Entries for pointing and labeling:
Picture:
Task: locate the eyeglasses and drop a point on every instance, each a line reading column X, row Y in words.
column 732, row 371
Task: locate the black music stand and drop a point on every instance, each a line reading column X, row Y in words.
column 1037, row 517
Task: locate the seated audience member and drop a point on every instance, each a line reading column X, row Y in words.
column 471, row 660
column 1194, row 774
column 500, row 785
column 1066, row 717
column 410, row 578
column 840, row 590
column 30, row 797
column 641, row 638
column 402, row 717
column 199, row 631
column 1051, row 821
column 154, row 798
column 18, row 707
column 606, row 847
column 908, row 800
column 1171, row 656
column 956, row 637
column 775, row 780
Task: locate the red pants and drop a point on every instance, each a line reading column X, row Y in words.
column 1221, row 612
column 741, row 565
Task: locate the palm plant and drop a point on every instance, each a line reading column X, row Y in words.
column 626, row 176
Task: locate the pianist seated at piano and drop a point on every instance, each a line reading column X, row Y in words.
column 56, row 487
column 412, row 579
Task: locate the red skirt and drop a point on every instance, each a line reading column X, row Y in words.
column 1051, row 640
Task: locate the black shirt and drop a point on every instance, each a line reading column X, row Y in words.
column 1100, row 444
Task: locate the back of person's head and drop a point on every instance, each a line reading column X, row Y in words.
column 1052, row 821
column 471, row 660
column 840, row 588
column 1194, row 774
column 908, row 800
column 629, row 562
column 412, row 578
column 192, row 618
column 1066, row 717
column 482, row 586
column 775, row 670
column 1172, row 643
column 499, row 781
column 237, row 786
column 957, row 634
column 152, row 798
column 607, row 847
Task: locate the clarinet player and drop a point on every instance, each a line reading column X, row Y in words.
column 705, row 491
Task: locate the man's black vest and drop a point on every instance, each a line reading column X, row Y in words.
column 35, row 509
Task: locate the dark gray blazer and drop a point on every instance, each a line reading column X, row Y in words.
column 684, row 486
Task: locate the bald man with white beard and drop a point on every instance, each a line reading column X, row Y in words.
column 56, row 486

• **Task instructions**: Turn the rows from the very first line through the line that holds "column 732, row 371", both included, into a numbered list, leaving out any blank lines.

• **Response to this exercise**:
1. Picture:
2. Task: locate the eyeglasses and drop a point on every instance, each a line reading column X, row Y in words.
3. column 732, row 371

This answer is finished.